═══ Data shown ═══

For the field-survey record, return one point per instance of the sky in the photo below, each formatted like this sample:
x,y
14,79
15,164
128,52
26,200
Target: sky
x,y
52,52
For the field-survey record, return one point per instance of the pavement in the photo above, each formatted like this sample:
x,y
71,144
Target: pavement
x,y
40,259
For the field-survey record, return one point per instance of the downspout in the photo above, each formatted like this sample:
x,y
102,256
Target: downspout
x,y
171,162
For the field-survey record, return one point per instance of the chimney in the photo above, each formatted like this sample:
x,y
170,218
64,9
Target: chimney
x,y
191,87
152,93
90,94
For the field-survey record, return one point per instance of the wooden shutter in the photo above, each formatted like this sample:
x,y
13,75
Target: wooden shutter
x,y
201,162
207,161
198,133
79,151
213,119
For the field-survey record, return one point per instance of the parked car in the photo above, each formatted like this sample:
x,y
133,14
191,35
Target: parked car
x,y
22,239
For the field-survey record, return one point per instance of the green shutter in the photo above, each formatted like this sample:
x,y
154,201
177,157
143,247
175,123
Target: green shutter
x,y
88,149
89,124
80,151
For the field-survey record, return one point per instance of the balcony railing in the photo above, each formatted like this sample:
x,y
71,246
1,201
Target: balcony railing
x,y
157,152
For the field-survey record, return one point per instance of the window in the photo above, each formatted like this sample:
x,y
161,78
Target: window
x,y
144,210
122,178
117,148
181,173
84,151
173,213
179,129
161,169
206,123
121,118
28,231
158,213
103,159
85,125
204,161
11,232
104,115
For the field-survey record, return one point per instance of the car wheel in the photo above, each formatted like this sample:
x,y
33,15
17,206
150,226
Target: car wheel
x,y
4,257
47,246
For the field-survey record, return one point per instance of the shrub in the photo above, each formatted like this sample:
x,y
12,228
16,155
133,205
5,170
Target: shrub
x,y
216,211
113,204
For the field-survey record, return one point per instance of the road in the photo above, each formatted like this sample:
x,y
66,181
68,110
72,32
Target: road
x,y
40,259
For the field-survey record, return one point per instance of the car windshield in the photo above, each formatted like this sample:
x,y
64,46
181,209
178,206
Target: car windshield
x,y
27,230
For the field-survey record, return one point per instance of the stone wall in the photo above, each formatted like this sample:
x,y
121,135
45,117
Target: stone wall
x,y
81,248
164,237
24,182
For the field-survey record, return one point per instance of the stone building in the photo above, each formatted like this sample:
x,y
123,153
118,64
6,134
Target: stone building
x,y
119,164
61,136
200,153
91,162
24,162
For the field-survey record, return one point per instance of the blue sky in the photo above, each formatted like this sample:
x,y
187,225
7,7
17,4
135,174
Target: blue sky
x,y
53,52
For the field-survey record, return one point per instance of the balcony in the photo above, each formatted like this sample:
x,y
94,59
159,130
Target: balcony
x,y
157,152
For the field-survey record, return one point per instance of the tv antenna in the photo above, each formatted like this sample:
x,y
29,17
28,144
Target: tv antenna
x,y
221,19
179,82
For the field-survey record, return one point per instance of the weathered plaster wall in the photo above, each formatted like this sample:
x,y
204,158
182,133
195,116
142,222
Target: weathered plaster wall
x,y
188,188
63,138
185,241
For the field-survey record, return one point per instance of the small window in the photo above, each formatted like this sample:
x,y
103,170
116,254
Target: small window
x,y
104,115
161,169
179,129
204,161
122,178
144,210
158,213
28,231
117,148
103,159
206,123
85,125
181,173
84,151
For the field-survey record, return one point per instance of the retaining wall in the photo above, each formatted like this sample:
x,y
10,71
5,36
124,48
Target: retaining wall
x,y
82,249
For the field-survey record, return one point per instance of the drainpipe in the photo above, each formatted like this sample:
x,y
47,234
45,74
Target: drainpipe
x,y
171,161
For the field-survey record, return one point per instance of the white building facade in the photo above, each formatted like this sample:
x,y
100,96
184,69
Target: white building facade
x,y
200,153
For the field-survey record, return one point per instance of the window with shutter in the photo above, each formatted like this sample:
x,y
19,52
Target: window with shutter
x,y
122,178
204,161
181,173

═══

Assignment>
Write out every record exactly as it appears above.

Answer area>
For the field-survey record, return one point per instance of the sky in the photo below, each formatted like this sample:
x,y
14,79
15,164
128,52
26,200
Target: sky
x,y
52,52
For the field-survey record, return one point per instance of the pavement in the photo above, each formatted like this sample:
x,y
71,144
Target: pavement
x,y
40,259
For the field-survey record, return one point per instance of the downspout in the photo above, each formatted like this sample:
x,y
102,256
Target: downspout
x,y
171,162
For the field-survey record, return one point per instance of the chimney in the photo above, each formatted like this sample:
x,y
170,218
64,9
Target: chimney
x,y
191,87
152,93
90,94
For the field-survey record, return one point per instance of the wooden shutter in the photo above, each formatted like this sample:
x,y
13,75
Target: wooden shutter
x,y
201,162
207,161
198,133
79,151
213,119
For the field-survey record, return one point per instance of the parked car in the photo above, each formatted like this sample:
x,y
133,14
191,35
Target: parked car
x,y
22,239
For the field-survey record, return one point per instance of the green shutter in the photo above, each formatted like this sample:
x,y
154,201
177,157
143,247
175,123
Target: green shutter
x,y
88,149
89,124
80,151
For the field-survey record, return one point per instance of the balcony railing in the photo above, each formatted like this sample:
x,y
71,246
1,201
Target: balcony railing
x,y
157,152
For the field-survey record, return one point per instance of the window in the photo above, each formatted like this sample:
x,y
161,78
Target: window
x,y
144,210
122,178
117,148
181,173
84,151
173,213
179,129
161,169
206,123
121,118
28,231
158,213
103,159
85,125
204,161
11,232
104,115
For the field-survey record, return one point per instance of the car wheel in the photo above, each formatted like this sample:
x,y
33,15
17,206
150,226
Target: car wheel
x,y
4,257
47,246
For the field-survey record, return one point per instance of the shrub in the photo above, each formatted like this sample:
x,y
12,228
16,155
133,205
5,170
Target: shrub
x,y
216,211
113,204
For the field-survey record, return one point per instance of the road in the photo above, each formatted like this sample:
x,y
66,181
68,110
72,32
Target: road
x,y
40,259
For the field-survey record, return one point per instance of the car windshield in the photo above, each formatted like this sample:
x,y
64,46
181,209
178,206
Target: car windshield
x,y
27,230
For the field-survey record, return one point per instance of the stone wall in the photo above, each formatted like this sample:
x,y
121,135
45,117
Target: stone wall
x,y
81,248
164,237
24,182
For the field-survey record, return one point per instance of the stone building in the photo above, each formatted like this sample:
x,y
123,153
118,64
6,134
Target: stone building
x,y
119,164
61,136
200,153
91,162
24,162
For the field-survey record, return one point per instance of the blue sky in the photo above, each formatted like this sample:
x,y
187,225
7,7
17,4
135,174
Target: blue sky
x,y
53,52
For the field-survey record, return one point per instance of the balcony in the photo above, each formatted like this sample:
x,y
94,59
159,130
Target: balcony
x,y
157,152
For the field-survey record, return one point per instance of the tv antenna in the photo above, each formatted like this sample:
x,y
29,17
28,144
Target: tv antenna
x,y
221,19
179,82
For the field-survey record, return one point per instance of the weathered plaster wall in the photo above, each formatted like this sample:
x,y
204,158
182,133
195,116
142,222
Target: weathered plaster wall
x,y
188,188
63,138
185,241
For the field-survey record, return one point per instance of the small window in the photo above, each formatted like this sample:
x,y
103,170
116,254
Target: small window
x,y
104,115
161,169
179,129
204,161
122,178
144,210
158,213
28,231
117,148
103,159
206,123
85,125
181,173
84,151
For the field-survey record, return one point per instance of the retaining wall in the photo above, each formatted like this sample:
x,y
10,71
5,36
124,48
Target: retaining wall
x,y
82,249
For the field-survey record, return one point per instance of the drainpipe in the photo above, each formatted like this sample:
x,y
47,234
45,74
Target: drainpipe
x,y
171,161
For the field-survey record, return one point per instance of the white building facade in the photo above, each formatted like this sample:
x,y
100,96
184,69
Target: white building facade
x,y
200,153
For the field-survey record, return one point per instance of the window with shutter in the photo above, each formatted like this sample:
x,y
19,52
Target: window with shutter
x,y
122,178
204,161
181,173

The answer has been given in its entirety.